▶ [EXTRACT TO READ]:
___

While the use of work-related ICTs at home during nonwork hours can be advantageous for employees and employers (e.g., productivity boosts; [18]), it also enables work to unexpectedly interrupt personal time. When a domain-irrelevant behavior (i.e., work) must be enacted at home during nonwork hours, it can feel like a violation of personal boundaries, as there is a clear misalignment between the purpose of ICT use (i.e., for work) and context of use (i.e., at home). Boundary violations at home are work-related behaviors, events, or episodes that breach a desired nonwork boundary [8]; they can have many negative consequences including making employees feel tethered to their jobs, [29], interrupting nonwork tasks [7], obstructing the achievement of personal goals [6], impairing work performance [13], and—most relevant to the present study—necessitating involuntarily shifts back to the work role (i.e., unplanned interrole transitions; [2]) when one should be recovering from workday demands. Moreover, these interruptions may negatively impact other individuals who are present at the time of the interruptions. For example, ICT-related interruptions at home were found to trigger affective strain in both employees and their partners [30] and create interference with workers’ family lives [31].

Much of the prior research on ICT-related interruptions at home has focused on general tendencies for after-hours ICT use [9, 3234] or the impact of ICT use during nonwork time on individuals [7, 1114, 16, 29, 33, 3540]. There is a need to go beyond investigating the occurrence of ICT-related interruptions during nonwork hours to deeply examining individuals’ experiences with discrete interruptions, which would allow for the examination of features and perceptions of interruptions. Although features of interruptions at work from family have been well delineated [41], little attention has been paid to the defining characteristics of interruptions at home from work, with very few exceptions (e.g., sender tone, e.g., [42]). In regards to perceptions, Horvath et al.’s [43] research on interruptions at work from family found that perceived importance and severity were key factors predicting individuals’ reactions. Yet, there has been no commensurate research conducted for interruptions at home from work, with one exception wherein Hunter et al. [6] investigated the extent to which interruptions from work were perceived as obstructing versus facilitating family goals. A better understanding of the important characteristics of ICT-related interruptions (e.g., timing, content, tone) and how these events are perceived (e.g., legitimacy) may help clarify the link with interrole transitions.

Research question 1: What are the central characteristics of ICT-related interruptions at home?

___

▶ [PROBLEM SET]:
a. List the negative consequences of boundary violations at home that the passage on after-hours work interruptions names in its sentence beginning "Boundary violations at home are work-related behaviors".
b. In the passage on after-hours work interruptions, which two factors did Horvath et al.'s research on interruptions at work from family find to be key in predicting individuals' reactions?

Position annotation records
___

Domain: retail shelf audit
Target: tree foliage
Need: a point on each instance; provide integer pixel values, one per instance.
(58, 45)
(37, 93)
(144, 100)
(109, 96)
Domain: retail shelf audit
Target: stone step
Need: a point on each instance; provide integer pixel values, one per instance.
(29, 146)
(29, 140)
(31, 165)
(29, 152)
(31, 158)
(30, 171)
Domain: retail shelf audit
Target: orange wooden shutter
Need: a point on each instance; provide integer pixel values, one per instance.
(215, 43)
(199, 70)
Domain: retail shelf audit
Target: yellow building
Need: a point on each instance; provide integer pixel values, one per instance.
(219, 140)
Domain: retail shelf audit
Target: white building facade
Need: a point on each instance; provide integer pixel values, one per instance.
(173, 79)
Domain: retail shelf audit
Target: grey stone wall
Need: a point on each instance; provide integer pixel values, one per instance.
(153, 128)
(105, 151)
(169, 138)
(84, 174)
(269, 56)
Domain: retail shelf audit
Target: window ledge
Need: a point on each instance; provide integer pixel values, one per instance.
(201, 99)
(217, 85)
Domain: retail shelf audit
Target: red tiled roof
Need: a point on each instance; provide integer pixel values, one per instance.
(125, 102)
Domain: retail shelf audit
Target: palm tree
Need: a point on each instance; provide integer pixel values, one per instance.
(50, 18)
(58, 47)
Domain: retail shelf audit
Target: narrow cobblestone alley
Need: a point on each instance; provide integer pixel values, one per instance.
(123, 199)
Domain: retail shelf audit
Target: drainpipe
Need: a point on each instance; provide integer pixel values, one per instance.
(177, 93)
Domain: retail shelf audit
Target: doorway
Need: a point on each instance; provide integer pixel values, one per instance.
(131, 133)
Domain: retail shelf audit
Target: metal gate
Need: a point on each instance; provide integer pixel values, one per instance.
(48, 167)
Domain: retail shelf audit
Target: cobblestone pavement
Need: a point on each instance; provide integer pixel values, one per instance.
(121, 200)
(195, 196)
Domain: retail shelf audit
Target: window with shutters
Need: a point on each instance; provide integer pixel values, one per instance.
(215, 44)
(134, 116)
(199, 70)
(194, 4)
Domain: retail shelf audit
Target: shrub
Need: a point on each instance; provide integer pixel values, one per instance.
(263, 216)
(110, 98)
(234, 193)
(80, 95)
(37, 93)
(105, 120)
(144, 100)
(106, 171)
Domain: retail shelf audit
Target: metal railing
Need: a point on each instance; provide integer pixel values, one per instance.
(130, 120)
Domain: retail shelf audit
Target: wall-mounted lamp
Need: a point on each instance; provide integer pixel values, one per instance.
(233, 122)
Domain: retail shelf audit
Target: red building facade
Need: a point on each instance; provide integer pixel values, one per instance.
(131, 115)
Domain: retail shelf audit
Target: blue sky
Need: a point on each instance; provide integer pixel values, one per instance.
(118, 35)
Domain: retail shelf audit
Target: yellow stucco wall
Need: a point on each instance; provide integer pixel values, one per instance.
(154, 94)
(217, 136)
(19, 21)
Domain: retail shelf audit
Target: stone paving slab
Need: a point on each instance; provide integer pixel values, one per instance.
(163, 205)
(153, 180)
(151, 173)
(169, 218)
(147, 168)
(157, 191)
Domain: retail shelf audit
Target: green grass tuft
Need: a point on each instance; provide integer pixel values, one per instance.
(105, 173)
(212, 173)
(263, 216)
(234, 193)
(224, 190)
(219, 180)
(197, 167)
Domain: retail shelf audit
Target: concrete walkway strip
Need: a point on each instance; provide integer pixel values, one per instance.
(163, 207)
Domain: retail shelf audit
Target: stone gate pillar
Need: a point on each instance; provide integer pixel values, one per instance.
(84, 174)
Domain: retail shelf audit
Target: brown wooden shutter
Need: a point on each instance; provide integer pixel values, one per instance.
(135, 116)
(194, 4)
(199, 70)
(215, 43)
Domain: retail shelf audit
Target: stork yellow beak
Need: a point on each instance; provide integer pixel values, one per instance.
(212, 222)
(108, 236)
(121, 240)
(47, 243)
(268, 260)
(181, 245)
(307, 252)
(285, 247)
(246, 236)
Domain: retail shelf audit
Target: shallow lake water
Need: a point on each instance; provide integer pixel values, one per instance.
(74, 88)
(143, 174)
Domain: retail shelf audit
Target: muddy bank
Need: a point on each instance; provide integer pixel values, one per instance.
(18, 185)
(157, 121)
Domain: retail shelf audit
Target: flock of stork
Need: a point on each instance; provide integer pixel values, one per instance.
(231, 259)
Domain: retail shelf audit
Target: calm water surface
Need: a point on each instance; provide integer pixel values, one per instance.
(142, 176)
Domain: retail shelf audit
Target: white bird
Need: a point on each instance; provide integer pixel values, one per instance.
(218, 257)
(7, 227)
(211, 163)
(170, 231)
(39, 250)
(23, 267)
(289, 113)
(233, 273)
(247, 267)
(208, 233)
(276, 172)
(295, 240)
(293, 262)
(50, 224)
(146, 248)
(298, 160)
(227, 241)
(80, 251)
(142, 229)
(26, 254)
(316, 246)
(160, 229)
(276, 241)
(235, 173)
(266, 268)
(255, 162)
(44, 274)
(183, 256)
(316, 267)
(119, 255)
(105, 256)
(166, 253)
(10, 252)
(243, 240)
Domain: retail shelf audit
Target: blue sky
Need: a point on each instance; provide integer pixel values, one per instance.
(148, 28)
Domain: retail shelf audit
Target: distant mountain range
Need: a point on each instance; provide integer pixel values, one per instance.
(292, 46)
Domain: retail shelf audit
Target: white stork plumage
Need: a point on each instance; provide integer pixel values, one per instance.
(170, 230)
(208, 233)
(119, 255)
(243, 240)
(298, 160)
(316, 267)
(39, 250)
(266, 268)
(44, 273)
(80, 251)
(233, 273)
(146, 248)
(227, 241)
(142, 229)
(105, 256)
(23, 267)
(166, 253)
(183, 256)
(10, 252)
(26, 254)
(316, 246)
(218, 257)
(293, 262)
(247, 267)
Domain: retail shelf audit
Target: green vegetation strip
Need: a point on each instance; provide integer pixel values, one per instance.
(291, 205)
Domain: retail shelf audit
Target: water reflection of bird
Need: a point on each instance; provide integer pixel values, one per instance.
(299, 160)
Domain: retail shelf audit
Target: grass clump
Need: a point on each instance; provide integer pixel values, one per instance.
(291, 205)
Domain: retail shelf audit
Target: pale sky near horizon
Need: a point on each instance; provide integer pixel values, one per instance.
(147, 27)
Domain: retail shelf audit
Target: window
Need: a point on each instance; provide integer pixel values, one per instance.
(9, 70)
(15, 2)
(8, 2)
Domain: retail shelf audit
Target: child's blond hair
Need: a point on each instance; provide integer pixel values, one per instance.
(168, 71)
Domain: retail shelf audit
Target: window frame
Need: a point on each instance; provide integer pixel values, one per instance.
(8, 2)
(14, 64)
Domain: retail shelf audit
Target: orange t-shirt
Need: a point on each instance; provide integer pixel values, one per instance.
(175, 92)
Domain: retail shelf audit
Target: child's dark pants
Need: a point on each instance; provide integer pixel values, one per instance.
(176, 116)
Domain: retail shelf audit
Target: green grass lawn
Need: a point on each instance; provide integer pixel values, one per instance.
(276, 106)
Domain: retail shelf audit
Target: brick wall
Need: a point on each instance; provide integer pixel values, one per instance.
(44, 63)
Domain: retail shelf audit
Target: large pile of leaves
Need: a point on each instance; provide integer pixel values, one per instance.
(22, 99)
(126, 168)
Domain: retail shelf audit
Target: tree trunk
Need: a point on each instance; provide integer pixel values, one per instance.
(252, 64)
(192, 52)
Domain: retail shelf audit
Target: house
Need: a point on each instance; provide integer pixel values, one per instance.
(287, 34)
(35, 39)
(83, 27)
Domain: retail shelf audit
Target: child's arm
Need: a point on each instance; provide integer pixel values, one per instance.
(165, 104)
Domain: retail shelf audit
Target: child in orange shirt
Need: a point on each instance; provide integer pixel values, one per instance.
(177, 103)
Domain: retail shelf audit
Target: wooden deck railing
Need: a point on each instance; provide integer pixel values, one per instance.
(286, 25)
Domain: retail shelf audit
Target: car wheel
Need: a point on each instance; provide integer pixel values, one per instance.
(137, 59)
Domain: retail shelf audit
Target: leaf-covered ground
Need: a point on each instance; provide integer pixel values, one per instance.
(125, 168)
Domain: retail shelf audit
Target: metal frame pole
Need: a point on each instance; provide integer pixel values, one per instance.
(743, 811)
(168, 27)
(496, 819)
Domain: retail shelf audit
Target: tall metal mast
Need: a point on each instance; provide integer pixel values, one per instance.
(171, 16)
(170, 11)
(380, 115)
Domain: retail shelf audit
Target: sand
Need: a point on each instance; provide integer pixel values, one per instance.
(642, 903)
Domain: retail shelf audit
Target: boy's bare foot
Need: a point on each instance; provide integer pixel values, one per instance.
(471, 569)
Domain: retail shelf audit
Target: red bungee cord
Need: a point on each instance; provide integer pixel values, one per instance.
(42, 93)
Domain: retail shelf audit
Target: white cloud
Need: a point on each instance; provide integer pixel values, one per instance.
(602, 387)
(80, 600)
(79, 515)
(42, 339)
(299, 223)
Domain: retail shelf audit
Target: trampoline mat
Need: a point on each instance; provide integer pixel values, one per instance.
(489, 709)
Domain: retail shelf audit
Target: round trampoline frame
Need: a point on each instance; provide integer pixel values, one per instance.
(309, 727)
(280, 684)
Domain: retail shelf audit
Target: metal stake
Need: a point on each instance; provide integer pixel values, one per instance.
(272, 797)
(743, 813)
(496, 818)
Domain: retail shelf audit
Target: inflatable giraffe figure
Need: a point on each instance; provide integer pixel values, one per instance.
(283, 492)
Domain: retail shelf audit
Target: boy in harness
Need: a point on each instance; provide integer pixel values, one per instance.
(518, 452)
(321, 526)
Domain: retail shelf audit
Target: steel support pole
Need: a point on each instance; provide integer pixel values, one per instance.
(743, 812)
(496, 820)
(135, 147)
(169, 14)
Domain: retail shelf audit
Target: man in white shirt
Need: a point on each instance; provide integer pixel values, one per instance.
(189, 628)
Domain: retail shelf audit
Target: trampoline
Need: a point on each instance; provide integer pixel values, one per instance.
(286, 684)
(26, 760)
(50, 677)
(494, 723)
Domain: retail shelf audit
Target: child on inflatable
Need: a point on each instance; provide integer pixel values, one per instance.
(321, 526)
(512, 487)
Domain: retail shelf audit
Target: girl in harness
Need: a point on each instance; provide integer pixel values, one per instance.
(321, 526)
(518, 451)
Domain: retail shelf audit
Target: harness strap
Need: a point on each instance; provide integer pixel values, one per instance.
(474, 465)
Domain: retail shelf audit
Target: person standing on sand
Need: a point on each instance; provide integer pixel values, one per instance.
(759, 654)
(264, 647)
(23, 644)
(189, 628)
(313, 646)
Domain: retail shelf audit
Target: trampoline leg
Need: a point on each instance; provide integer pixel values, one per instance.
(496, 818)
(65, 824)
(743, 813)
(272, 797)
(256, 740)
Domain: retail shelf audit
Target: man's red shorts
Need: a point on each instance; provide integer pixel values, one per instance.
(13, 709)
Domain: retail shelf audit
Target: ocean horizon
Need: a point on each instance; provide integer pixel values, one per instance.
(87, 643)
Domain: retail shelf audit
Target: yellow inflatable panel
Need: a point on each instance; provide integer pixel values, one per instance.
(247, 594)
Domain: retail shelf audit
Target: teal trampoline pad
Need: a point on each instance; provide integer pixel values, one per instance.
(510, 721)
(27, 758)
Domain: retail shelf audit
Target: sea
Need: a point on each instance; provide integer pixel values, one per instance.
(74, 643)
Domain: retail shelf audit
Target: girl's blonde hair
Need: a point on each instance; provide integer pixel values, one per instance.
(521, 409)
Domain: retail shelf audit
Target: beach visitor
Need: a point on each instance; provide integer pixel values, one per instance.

___

▶ [TASK-BY-TASK SOLUTIONS]:
a.
- Making employees feel tethered to their jobs
- Interrupting nonwork tasks
- Obstructing the achievement of personal goals
- Impairing work performance
- Necessitating involuntary shifts back to the work role (unplanned interrole transitions) when one should be recovering from workday demands

b. Perceived importance and severity.